* **Data for this task**
-- -- --
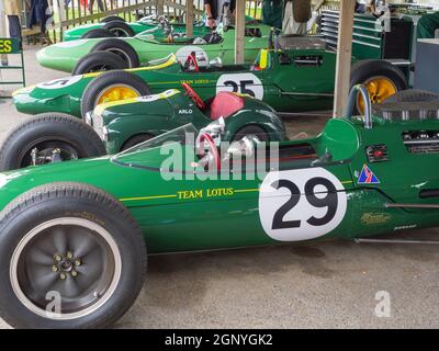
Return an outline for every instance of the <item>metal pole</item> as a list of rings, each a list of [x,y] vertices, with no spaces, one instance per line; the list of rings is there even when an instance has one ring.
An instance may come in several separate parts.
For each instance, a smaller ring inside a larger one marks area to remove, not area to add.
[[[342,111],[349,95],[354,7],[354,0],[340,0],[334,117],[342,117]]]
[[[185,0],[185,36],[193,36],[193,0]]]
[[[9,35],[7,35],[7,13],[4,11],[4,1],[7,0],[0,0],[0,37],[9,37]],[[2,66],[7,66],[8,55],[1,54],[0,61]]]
-- -- --
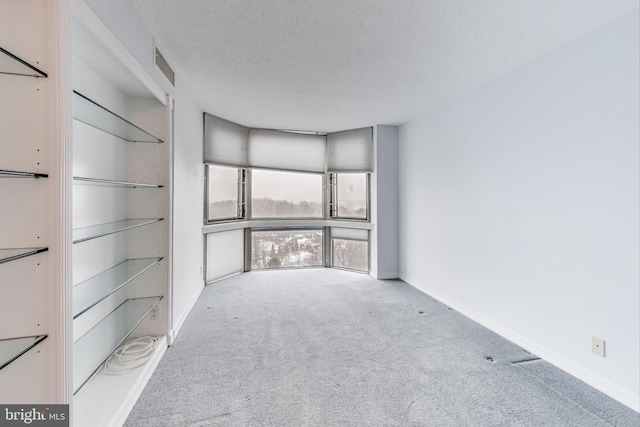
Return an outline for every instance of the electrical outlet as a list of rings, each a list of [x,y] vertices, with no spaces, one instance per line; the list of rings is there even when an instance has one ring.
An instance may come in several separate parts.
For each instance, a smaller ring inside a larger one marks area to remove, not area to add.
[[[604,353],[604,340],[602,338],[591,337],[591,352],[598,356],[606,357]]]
-- -- --
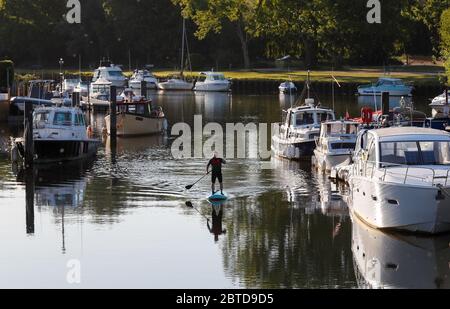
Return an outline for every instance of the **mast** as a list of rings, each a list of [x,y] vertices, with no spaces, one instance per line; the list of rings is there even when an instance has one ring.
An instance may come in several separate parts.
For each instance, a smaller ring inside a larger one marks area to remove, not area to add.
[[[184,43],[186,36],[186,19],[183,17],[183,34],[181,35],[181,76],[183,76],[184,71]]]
-- -- --
* **Task objective**
Please rewrite the lines above as a numbered list, beginning at the line that contains "Return an outline for every instance of the <item>metal" and stopping after the line that contains "[[[185,0],[185,36],[193,36],[193,0]]]". Leave out any blank lines.

* **Result below**
1. Return an outline for every instance of the <item>metal pole</item> as a list of rings, each a list of [x,y] vertices, with no spaces, one instance per line; the list of rings is there even when an instance has one ring.
2. An instance may come in several separate parts.
3. For each instance, a smaller ring inside a larger one marks area to remove, not area to add.
4. [[[342,111],[349,95],[354,7],[354,0],[340,0],[334,117],[342,117]]]
5. [[[185,0],[185,36],[193,36],[193,0]]]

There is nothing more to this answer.